# Given problem
Copy out the lines below, starting at the line that contains "Point to the crowd" and ending with the last line. Leave the requests and their sample values unchanged, and shift every answer coordinate by adding 85 to it.
** begin Data in this exercise **
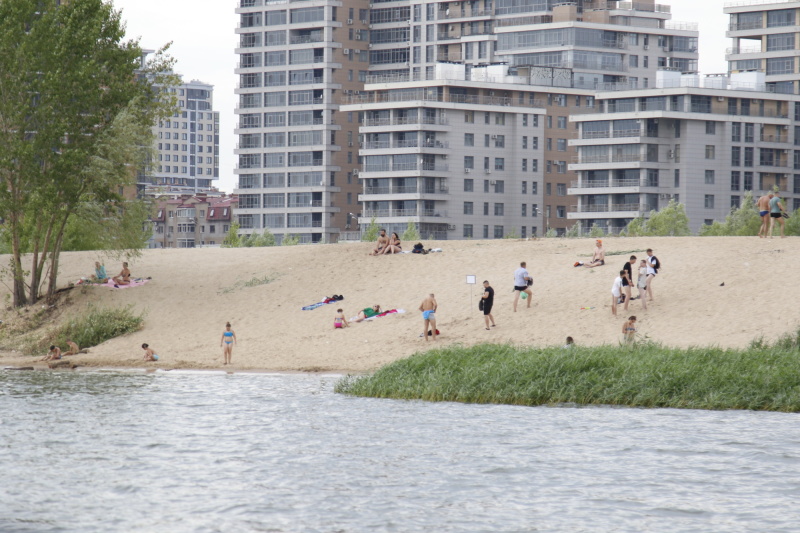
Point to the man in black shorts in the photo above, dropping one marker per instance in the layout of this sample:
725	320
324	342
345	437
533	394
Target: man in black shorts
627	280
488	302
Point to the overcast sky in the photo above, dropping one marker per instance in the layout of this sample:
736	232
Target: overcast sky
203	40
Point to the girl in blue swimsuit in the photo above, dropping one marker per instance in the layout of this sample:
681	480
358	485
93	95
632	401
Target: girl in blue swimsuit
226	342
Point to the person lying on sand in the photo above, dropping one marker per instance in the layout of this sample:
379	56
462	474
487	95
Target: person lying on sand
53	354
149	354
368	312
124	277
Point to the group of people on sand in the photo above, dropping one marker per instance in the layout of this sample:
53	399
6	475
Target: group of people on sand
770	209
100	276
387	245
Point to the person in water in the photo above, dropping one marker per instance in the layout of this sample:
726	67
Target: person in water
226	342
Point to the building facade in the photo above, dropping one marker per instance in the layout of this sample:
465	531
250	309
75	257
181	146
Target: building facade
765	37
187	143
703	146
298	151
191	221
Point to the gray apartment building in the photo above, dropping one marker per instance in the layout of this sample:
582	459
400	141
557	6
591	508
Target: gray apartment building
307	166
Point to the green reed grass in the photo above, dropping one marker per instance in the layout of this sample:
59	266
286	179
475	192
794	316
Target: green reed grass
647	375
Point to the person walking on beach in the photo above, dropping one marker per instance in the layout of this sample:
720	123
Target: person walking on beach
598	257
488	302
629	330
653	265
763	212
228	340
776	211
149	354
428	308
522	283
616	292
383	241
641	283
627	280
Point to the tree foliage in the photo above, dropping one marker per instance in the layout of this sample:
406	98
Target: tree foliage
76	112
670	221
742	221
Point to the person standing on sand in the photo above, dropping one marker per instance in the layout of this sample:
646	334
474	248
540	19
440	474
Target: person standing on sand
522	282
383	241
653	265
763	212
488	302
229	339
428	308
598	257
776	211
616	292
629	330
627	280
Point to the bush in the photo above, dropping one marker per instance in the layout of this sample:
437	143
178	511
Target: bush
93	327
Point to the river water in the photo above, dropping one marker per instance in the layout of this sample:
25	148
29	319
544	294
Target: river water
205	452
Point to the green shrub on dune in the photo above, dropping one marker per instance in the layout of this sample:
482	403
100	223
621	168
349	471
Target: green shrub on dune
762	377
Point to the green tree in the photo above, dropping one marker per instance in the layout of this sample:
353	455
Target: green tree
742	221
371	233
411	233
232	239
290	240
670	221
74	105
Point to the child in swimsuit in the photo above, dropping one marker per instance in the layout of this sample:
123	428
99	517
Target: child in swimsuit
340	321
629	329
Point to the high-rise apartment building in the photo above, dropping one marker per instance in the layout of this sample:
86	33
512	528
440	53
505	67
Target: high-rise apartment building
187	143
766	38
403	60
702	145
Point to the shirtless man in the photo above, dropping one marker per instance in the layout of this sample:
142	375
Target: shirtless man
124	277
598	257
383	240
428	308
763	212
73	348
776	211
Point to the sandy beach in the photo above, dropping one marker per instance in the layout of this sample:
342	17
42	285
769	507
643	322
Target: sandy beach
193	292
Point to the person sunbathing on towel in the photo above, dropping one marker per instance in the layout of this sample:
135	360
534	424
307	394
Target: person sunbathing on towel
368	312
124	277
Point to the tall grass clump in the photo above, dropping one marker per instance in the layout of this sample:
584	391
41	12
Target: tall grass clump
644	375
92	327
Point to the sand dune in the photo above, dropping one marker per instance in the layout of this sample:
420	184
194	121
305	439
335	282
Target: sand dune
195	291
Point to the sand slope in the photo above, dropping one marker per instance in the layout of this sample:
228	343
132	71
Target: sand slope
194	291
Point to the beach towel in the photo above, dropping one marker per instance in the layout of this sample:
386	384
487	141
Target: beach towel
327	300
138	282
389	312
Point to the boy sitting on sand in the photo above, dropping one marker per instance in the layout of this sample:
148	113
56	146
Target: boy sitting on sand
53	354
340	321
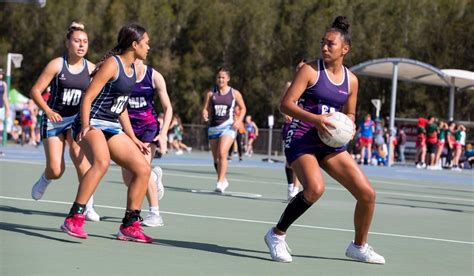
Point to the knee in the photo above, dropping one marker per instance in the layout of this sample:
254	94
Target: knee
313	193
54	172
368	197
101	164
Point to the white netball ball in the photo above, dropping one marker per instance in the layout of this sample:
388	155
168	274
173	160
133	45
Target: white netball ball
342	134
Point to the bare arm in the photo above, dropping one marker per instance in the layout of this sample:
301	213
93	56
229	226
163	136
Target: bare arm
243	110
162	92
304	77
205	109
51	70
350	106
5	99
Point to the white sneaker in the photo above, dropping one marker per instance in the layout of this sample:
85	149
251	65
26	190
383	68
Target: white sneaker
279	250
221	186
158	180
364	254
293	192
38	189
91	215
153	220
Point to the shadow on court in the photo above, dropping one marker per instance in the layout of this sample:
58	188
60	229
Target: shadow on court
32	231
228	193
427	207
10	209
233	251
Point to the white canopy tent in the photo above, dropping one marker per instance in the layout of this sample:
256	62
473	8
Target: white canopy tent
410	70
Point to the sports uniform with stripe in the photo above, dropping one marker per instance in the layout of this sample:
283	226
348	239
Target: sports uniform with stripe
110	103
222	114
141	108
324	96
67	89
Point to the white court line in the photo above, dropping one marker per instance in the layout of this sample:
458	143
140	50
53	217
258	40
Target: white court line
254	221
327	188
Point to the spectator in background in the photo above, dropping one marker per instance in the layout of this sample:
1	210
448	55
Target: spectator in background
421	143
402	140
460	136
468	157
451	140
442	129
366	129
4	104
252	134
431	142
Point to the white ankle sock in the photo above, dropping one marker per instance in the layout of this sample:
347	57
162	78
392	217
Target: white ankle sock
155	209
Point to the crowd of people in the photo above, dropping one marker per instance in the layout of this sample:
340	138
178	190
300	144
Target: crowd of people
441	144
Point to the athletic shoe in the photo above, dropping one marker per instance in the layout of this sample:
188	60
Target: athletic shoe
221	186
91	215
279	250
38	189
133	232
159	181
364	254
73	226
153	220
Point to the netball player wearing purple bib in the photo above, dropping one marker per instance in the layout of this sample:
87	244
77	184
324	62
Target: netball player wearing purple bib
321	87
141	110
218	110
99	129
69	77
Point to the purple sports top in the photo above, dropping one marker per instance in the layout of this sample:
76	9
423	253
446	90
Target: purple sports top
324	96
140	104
** end Data in this exercise **
# Solution to this task
Point to the crowd of people in the photo above, dropping one marker per instance in the layout of this sample:
340	138
178	190
300	144
Target: crowd of people
526	229
Point to the athletic shoe in the photo above, dropping one marker per instance in the layout of this sample:
188	60
Target: athletic shoe
306	271
176	300
364	335
123	274
218	317
244	266
449	339
158	311
238	305
Point to the netball player wearing purple bib in the photo above, dropping one marker per instance in the layout of this sample:
87	244
77	184
324	62
Target: netball player wearing purple bib
406	172
226	195
303	195
184	214
154	162
Point to the purple sports top in the photo above, dropping one marker per instance in the layout of this sample:
76	9
423	253
446	90
Target: purple sports top
409	181
225	189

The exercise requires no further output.